Task instructions: Pull out every line in the records below that contains the string "elements". Copy each such line in full.

::: Materials provided

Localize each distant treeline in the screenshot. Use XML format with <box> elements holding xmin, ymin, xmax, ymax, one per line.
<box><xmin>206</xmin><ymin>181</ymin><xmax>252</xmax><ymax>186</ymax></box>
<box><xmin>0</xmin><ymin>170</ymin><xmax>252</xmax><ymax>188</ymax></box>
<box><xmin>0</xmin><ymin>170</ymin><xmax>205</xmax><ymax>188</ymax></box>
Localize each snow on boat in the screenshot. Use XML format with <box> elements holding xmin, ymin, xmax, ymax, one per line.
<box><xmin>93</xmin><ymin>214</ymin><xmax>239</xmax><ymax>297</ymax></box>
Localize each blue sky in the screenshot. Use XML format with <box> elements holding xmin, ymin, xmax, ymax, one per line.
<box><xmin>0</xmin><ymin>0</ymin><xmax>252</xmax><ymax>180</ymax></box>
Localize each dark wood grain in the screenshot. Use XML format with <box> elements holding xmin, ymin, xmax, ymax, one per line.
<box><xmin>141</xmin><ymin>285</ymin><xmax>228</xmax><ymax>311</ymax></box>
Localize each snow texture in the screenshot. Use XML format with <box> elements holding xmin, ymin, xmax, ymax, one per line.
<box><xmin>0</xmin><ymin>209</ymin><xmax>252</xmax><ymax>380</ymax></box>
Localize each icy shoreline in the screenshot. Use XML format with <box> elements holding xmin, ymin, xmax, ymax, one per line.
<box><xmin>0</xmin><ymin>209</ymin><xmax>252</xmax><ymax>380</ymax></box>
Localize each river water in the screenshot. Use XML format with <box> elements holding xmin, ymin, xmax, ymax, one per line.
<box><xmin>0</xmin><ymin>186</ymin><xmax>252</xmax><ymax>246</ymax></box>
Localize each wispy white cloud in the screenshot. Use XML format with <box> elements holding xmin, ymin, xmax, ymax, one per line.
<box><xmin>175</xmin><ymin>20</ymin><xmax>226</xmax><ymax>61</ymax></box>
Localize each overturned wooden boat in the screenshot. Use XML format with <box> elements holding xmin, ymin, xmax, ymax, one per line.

::::::

Solution to this problem:
Localize each distant treeline in the screenshot. Use XML format with <box> elements holding xmin, ymin, xmax, ymax, one per line.
Localize each snow on boat in the screenshot. Use XML format with <box> elements holding xmin, ymin, xmax, ymax, one per line.
Localize each blue sky in the screenshot. Use XML format with <box> elements holding xmin, ymin, xmax, ymax, one per line.
Localize each dark wood grain in the screenshot. Use XML format with <box> elements holding xmin, ymin, xmax, ymax, one per line.
Localize each snow texture in the screenshot. Use XML format with <box> elements holding xmin, ymin, xmax, ymax, one per line.
Localize each icy shoreline in the screenshot. Use XML format with <box> elements holding xmin, ymin, xmax, ymax, one per line.
Localize each river water in the screenshot. Use XML format with <box> elements holding xmin, ymin, xmax, ymax, one per line.
Localize each wispy white cloud in the screenshot. Use XML format with <box> elements holding xmin, ymin, xmax, ymax, one per line.
Localize each overturned wooden boat in the screenshot. Use XML format with <box> elements holding xmin, ymin, xmax, ymax, one per line.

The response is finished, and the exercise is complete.